== Request A ==
Answer these questions from the passage below on using Random Forest to predict stock index movements, with each answer on its own line and marked the same way:
(i) How many variables make up the whole input data set?
(ii) Which normalization method was chosen for the research?
(iii) What does the class "0" stand for in the classification of one-month price changes?
== Request B ==
Continue the passage below on using Random Forest to predict stock index movements, starting after its last sentence.

== Passage provided ==
From the perspective of this research, the most important characteristic of Random Forest is the nonlinearity in decision trees and the possibility to measure the importance of the input variables. Usually, the determinants of stock price movements are selected by logical reasoning and verified by significance in the linear regression model. This limits the analysis to linear relationships, which is quite a naive approach, and using more complex algorithms allows us to circumvent this issue.

Measuring the importance of the input variables is performed mainly in the process of choosing the most significant inputs or in limiting its number. The most commonly known permutation method is used for assessing the importance of the variables for Random Forest. Gregorutti et al. [2017] describes this method with 5 steps. The first step is fitting the model and calculating the out-of-bag error for each tree, which is characteristic for algorithms using bagging. Then the permutation of one variable is performed and the whole changed dataset is passed through the model so that the variables are fitted and the errors are calculated again. The importance of this variable is assessed by the average of the differences of out-of-bag errors calculated without and with the permutated variable. This set of steps is replicated over all variables used. This process was used to evaluate the importance of the market variables for future price movements of stock indices and allowed to derive the most important ones. The whole process is described in the remaining part of the paper.

Data preparation

The daily data of closing prices from January 1, 2000 to January 31, 2020 for WIG20, DAX, and Stoxx600 were collected from Thomson Reuters Eikon. The whole data set consisted of 5, 241 observations for each index. For the input variables, the variety of global and regional stock indices were collected that included commodities prices like oil or gold, and some macroeconomic data such as interest rates, inflation, unemployment rates, sovereign nominal bond yields for different maturities, and some exchange rates. The whole input data set consists of 209 variables with the same number of observations, which were used against the indices. All the variables used are listed in Tables 1 and 2 in Appendix.

Because of the different scales of the variables, the normalization process is required to maintain a similar variance for each of them [Specht, 1991]. Besides, such a process improves the timing of the learning process and may improve the results as well [Jayalakshmi and Santhakumaran, 2011]. There are a lot of methods to perform the normalization process, but the most popular ones are the Min-Max method or z-score method. The z-score method was chosen for this research.

The inputs were transformed into changes—percentage or absolute—depending on the characteristic of the variable. After this step, the 5-year rolling z-score was introduced for all of the series and the input data set is prepared in such a way that it can be used in the training procedure subsequently.

Training the algorithm

In this paper, the supervised learning method is used to fit the Random Forest algorithm. The future one-month price change was chosen to be predicted by the model, as it is effectively a short-time horizon, but not short enough to be treated as random. From the investors’ perspective, not a specific price value is needed to make an investment decision but rather the expectation whether the price will go up, down, or remain stable. That is why the following classification has been introduced: “1” stands for the one-month future rise in price by more than 2%, “0” stands for a price change between 2% and −2%, whereas “−1” is for changes lower than −2%. Such a supervised time series was created and it serves as a “teacher” for the algorithm.

== Dataset rows ==
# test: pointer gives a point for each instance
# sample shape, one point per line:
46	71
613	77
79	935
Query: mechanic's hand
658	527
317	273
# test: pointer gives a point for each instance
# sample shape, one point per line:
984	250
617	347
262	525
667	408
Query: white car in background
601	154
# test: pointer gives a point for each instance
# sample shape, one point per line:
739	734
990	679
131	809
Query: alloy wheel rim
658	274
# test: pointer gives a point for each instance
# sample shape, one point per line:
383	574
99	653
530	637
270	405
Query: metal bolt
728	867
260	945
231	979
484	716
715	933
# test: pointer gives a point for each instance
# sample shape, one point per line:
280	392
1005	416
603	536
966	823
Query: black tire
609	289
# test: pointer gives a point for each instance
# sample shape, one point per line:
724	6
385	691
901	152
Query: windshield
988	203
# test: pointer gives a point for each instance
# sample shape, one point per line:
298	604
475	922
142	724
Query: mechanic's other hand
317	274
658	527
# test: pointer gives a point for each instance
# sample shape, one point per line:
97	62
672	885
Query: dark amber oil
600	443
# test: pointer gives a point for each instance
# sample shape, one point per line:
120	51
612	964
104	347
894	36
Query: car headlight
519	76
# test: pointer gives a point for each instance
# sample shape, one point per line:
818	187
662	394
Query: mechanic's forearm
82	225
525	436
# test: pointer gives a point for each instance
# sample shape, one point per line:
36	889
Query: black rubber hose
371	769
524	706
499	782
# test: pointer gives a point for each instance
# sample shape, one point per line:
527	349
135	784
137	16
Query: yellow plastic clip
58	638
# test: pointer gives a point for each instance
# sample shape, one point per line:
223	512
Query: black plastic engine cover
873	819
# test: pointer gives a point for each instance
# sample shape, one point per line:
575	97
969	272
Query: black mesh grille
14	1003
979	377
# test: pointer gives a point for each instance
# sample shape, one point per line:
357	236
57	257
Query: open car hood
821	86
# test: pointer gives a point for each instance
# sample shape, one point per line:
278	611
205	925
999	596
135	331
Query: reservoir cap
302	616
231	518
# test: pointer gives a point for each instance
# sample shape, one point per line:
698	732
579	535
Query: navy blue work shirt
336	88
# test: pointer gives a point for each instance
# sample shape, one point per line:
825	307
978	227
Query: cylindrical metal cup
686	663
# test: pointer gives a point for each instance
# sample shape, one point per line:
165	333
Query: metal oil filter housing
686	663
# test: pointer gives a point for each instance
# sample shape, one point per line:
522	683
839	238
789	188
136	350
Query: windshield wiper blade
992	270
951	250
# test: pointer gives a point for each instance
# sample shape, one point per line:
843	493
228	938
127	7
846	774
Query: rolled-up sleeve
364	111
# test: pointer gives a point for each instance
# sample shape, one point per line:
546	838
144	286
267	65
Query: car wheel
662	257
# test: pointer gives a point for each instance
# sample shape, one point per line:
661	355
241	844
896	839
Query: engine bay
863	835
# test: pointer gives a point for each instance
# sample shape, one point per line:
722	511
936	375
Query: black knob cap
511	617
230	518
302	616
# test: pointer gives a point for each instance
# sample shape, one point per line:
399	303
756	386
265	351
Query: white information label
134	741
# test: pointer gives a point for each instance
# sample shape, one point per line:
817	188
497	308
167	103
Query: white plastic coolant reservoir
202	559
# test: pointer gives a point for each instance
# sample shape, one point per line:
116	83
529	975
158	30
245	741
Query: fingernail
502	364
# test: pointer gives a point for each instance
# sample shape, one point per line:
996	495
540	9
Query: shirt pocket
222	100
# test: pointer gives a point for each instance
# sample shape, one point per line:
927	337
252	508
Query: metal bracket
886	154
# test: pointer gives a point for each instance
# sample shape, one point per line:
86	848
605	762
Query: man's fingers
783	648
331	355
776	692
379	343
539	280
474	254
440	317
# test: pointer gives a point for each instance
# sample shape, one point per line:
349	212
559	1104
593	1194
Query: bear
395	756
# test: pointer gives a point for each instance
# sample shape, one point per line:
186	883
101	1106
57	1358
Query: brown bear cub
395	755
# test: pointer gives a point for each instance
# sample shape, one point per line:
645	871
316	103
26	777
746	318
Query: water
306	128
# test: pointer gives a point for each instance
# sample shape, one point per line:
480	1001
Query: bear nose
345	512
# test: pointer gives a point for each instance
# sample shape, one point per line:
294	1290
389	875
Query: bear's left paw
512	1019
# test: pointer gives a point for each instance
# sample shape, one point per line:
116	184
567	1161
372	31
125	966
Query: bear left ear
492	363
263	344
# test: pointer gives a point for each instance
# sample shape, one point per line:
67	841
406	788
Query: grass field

== Final answer A ==
(i) 209 variables.
(ii) The z-score method.
(iii) A one-month future price change between 2% and −2%.

== Final answer B ==
A popular method for dividing the dataset into in-sample and out-of-sample data is splitting the whole dataset into a training set and test set. Usually 60% to 40% or 67% to 33% for training and test sets, respectively. However, Hart [1994] suggested a time series cross-validation as a substitute for a standard training-test division to benefit from the time characteristic of the data. In time series cross-validation a rolling window is used, which rolls over the entire data set. There are two approaches of how to use such a window: one is to fix its starting point at the beginning of the data and expanding it to cover the data one by one. The second way is more suitable for economic time series as they are characterized by changing variation and thus the relationships may change over time. It is based on a fixed-sized window that shifts over the time series. In this paper, such an approach is used. The span of the rolling window is fixed to 5 years. It means that the algorithm is trained with the first 5-year data and is forecasting only the first day ahead of the window. It implied that only the first 5 years can be treated as an in-sample period.

Usually, before the training process starts, the algorithm's hyperparameters need to be selected. Hyperparameters are external specifications of the model that cannot be estimated from data. In the case of Random Forest, the examples of hyperparameters are the number of trees used in the algorithm, their maximal depth, or the number of variables used in each split of the node. There are several ways of choosing the right set of such parameters like manual search, grid search, or random search [Bergstra and Bengio, 2012], although there is no optimal solution of how to the find the best set. As the searching of the best hyperparameters is not the subject of this paper the author decided to use the default values delivered by the Scikit-learn package in Python.

The next step in the training process is the reduction of the number of variables used in the model. Genuer et al. [2010] describes the approaches of variable selection and suggests the utilization of Recursive Feature Elimination. The key element of this process is the importance of the variables presented in the previous sections. The model is fitted and the importance of all the inputs is calculated. Then, the least important feature is eliminated and the process is repeated until the specific quantity of variables is left. The Recursive Feature Elimination is used for the reduction of the input's number to decrease the chances for potential overfitting and may increase the effectiveness of the model. In this research, the number of used variables in final models is limited to 5 as derived by the Recursive Feature Elimination process every month. It means that the most important 5 variables are derived each month and such set is used to fit the model for the rest of the days in this month.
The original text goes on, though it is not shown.